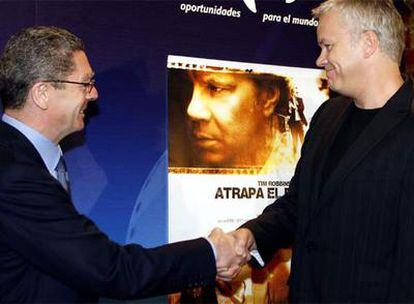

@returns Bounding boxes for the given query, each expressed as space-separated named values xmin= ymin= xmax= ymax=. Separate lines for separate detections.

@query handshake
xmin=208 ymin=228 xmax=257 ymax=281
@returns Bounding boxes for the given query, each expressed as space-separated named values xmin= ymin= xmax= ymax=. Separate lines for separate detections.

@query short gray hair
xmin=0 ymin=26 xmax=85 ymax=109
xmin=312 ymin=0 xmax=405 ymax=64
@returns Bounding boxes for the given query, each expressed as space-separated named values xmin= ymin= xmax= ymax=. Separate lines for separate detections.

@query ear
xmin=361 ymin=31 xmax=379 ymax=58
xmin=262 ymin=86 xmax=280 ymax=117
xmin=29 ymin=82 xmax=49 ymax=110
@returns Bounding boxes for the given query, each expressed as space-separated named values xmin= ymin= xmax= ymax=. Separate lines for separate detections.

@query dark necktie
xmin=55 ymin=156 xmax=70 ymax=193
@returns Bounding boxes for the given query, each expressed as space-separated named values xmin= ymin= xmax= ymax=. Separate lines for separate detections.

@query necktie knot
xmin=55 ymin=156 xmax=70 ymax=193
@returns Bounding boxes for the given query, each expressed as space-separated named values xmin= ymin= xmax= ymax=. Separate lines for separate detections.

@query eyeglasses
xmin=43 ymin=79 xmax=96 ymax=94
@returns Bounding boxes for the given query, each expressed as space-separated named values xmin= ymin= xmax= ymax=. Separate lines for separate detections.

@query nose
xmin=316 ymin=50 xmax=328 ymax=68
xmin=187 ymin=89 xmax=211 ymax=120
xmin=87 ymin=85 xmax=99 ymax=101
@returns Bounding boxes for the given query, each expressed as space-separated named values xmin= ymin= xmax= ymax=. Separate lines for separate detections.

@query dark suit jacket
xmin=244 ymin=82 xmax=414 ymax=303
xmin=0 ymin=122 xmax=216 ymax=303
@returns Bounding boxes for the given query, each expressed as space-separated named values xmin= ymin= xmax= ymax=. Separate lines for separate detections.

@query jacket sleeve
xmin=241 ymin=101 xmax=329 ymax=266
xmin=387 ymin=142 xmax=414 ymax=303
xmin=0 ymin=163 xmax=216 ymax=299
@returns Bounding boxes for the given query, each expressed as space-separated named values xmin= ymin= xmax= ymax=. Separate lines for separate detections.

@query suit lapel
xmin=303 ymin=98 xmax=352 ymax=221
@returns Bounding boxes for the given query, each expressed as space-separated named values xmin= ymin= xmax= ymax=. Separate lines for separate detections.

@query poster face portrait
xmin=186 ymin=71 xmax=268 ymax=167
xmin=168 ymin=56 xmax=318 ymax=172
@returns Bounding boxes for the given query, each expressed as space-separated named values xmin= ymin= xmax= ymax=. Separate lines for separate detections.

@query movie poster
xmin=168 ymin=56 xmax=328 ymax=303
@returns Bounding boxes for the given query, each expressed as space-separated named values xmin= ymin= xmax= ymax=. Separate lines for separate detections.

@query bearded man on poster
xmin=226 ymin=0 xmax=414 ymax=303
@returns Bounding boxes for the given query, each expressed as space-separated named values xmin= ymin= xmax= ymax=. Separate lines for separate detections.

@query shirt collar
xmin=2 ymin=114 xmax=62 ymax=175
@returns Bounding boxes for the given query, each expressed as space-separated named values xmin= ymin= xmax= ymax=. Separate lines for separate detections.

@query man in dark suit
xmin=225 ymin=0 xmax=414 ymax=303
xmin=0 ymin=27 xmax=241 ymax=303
...
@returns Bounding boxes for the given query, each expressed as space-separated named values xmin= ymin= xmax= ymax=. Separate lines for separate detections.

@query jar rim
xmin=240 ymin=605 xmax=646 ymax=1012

## PROBLEM DESCRIPTION
How many lines of the material above contain the string "jacket", with case taken into account? Reply with the number alone.

## WRITTEN ANSWER
2